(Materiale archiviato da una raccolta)
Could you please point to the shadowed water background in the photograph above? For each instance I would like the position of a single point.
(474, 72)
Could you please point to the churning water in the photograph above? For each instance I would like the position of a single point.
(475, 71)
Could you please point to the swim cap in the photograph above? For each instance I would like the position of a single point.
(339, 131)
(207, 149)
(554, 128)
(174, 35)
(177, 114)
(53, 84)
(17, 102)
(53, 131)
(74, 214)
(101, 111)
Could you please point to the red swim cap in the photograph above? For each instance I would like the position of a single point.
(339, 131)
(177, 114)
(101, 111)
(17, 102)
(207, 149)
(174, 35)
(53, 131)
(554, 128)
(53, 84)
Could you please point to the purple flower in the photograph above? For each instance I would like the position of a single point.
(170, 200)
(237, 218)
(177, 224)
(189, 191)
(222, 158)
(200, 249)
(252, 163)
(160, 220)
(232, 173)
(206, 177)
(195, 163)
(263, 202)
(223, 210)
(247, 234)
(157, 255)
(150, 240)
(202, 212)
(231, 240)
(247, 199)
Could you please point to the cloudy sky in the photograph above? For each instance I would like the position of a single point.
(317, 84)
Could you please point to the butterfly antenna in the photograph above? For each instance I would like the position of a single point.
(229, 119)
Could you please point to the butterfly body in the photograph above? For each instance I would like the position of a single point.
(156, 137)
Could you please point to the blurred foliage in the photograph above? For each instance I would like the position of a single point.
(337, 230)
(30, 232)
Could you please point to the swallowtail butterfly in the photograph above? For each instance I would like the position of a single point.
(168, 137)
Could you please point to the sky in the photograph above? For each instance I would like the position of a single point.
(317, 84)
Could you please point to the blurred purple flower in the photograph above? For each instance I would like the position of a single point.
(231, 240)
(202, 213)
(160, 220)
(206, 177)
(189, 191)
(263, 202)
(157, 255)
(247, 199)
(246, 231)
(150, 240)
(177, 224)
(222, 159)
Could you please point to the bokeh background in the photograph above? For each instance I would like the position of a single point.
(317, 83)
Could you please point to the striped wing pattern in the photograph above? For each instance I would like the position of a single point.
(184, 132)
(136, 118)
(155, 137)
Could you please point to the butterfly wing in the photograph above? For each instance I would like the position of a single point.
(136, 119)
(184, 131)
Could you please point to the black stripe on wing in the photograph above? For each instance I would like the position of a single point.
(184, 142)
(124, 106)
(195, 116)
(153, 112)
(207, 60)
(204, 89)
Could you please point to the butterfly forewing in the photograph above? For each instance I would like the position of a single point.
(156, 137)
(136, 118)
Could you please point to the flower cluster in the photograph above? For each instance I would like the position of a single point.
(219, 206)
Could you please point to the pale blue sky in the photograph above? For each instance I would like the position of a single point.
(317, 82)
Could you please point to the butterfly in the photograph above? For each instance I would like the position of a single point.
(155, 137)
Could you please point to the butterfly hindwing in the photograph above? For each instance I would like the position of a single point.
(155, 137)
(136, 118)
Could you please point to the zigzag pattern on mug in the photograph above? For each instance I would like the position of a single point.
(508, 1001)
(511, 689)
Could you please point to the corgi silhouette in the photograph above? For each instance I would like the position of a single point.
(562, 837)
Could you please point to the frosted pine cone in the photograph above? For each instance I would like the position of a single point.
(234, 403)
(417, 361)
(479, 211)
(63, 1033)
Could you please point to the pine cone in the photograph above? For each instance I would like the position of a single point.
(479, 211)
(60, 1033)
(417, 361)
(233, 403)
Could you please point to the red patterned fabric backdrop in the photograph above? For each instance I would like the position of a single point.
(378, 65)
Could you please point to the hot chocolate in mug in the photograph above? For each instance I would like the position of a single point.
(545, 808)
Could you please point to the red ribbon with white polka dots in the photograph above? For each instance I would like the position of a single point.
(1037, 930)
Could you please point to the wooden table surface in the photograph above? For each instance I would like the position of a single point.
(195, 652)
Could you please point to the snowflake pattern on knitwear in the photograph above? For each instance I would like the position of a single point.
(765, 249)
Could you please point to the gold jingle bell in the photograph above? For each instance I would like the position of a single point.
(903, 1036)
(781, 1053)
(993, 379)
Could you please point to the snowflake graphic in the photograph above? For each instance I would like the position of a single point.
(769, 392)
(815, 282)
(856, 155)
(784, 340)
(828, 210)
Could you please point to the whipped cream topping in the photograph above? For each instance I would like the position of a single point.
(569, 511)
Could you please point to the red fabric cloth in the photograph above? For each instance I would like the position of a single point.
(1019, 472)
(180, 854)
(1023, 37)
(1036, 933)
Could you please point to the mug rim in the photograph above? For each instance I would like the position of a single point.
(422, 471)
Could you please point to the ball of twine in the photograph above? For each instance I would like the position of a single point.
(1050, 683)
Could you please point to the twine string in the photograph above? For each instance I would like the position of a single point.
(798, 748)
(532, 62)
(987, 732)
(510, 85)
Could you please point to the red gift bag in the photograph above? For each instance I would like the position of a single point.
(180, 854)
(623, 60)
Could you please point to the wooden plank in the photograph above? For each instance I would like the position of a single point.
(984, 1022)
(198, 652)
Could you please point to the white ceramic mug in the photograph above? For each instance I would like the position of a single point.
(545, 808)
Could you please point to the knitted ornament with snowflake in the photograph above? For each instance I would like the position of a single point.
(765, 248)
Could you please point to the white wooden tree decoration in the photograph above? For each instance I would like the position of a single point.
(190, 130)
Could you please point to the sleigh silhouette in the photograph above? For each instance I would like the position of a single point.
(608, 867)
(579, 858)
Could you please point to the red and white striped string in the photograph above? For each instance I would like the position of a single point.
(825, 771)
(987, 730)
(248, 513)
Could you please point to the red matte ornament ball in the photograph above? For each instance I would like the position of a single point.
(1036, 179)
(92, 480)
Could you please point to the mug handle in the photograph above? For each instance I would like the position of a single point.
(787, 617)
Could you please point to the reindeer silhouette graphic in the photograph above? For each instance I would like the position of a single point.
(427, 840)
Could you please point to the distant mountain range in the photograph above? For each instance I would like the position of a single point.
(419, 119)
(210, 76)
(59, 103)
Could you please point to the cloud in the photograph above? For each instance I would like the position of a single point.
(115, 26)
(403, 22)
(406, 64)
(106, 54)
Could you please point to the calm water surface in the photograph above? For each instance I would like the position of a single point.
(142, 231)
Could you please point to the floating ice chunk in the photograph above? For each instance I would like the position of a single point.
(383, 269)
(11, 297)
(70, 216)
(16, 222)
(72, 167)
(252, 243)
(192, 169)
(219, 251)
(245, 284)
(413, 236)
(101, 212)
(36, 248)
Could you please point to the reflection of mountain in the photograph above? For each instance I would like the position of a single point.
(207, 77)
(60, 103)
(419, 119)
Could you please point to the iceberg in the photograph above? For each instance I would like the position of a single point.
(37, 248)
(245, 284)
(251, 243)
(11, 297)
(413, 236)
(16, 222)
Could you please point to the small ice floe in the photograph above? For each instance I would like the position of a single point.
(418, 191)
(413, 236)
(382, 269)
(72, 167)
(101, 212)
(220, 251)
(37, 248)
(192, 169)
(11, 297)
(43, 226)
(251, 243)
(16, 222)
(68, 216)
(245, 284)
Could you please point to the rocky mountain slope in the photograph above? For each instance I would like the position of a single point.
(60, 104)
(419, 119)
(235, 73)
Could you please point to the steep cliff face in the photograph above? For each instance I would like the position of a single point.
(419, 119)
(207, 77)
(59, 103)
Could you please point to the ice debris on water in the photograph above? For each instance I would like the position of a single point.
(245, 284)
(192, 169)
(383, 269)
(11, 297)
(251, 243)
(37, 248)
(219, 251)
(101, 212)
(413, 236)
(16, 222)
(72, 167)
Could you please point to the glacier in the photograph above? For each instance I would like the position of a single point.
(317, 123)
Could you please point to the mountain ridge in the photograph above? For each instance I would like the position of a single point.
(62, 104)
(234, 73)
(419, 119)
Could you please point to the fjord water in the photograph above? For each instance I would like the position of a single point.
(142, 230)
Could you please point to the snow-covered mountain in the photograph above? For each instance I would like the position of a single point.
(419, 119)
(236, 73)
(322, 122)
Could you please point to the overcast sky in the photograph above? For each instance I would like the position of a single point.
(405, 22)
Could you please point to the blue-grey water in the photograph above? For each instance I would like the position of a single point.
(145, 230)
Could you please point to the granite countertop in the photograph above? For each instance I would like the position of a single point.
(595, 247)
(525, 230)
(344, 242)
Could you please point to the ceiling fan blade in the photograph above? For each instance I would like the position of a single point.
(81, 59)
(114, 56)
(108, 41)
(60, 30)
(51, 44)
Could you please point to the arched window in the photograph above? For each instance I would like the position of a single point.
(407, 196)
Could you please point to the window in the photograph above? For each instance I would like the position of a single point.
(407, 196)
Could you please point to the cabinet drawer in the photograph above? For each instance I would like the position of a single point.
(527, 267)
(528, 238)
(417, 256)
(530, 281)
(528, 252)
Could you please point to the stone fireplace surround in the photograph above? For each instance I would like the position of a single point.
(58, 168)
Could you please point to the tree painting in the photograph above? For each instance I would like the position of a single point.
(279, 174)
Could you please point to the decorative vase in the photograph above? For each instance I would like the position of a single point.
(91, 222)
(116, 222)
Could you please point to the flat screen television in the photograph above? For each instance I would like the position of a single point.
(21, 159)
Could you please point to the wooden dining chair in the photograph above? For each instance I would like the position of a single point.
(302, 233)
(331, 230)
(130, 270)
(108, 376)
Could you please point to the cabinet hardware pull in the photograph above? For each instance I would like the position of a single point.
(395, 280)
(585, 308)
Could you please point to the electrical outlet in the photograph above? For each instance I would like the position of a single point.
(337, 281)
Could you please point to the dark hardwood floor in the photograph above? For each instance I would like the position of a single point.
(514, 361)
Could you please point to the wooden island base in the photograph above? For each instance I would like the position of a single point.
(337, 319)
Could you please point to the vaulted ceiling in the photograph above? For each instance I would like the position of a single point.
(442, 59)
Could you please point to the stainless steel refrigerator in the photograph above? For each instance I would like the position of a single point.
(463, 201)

#### Descrizione del compito:
Per favore, ricopia tali e quali le righe che partono da quella contenente "Could you please point to the zigzag" e terminano con quella contenente "(1036, 933)", entrambe comprese.

#### Risposta:
Could you please point to the zigzag pattern on mug in the photograph above? For each instance I would like the position of a single point.
(508, 1001)
(511, 689)
Could you please point to the corgi silhouette in the photograph above? For each instance I would like the position of a single point.
(562, 837)
Could you please point to the frosted pine cone in the photograph above? For each instance I would like the position of a single point.
(234, 403)
(417, 361)
(479, 211)
(63, 1033)
Could you please point to the pine cone in the photograph above? For each instance I would like the position of a single point.
(479, 211)
(60, 1033)
(417, 361)
(233, 403)
Could you please point to the red patterned fabric backdrop in the photograph above? For each instance I would like the position of a single point.
(378, 65)
Could you please point to the hot chocolate in mug in the photograph above? For each instance I would like the position of a single point.
(545, 808)
Could you please point to the red ribbon with white polka dots in the photograph above? For each instance I would like the position of a single point.
(1037, 930)
Could you please point to the wooden table surface in the photograph above? For each instance I would like the position of a single point.
(195, 652)
Could you please point to the snowflake pattern on knitwear in the photograph above? For each instance I would like the position of a single point.
(765, 249)
Could you please point to the gold jingle bell in the photograph above? For each instance I would like the position of a single point.
(903, 1036)
(781, 1053)
(993, 379)
Could you please point to the snowflake graphic in the photograph above? For each instance I would like the position of a single point.
(769, 392)
(815, 282)
(856, 155)
(784, 340)
(828, 210)
Could you please point to the whipped cream topping in the photograph above? For each instance I would like the position of a single point.
(569, 511)
Could you please point to the red fabric cloth in the photograph above? For each instance I would like the position of a single point.
(1019, 472)
(180, 854)
(1023, 37)
(1036, 933)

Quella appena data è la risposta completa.